*Task to carry out:* Convert the records below into a two-column CSV with the headers "request" and "answer", one row for each request. Cover only the stretch from the line containing "Wildlife-tally request: point out every instance of the treeline" through the end of the records, quote each field, and turn line breaks into spaces.

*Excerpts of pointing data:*
>>>>>
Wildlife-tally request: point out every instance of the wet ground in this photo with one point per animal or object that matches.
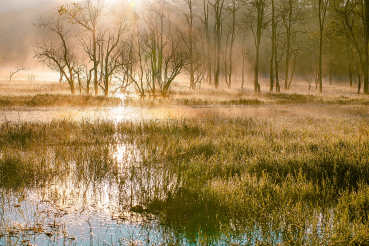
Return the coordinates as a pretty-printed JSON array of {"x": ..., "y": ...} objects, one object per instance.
[{"x": 179, "y": 112}]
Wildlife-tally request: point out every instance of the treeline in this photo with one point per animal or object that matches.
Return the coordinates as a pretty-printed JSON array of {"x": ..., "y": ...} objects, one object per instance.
[{"x": 108, "y": 47}]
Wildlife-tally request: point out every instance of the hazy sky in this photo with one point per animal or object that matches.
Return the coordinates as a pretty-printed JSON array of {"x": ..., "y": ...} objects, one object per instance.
[{"x": 6, "y": 5}]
<<<<<
*Final result:*
request,answer
"Wildlife-tally request: point out every instance of the treeline in this photo with one point per animal or object that matches. Return the coordinates as a pretty-printed JSON array of {""x"": ..., ""y"": ...} objects, one object per instance.","[{""x"": 108, ""y"": 47}]"
"Wildlife-tally request: point out every instance of the hazy sky in this photo with one point per animal or object that matches. Return the coordinates as a pretty-printed JSON array of {""x"": ..., ""y"": ...} objects, one object per instance.","[{""x"": 6, ""y"": 5}]"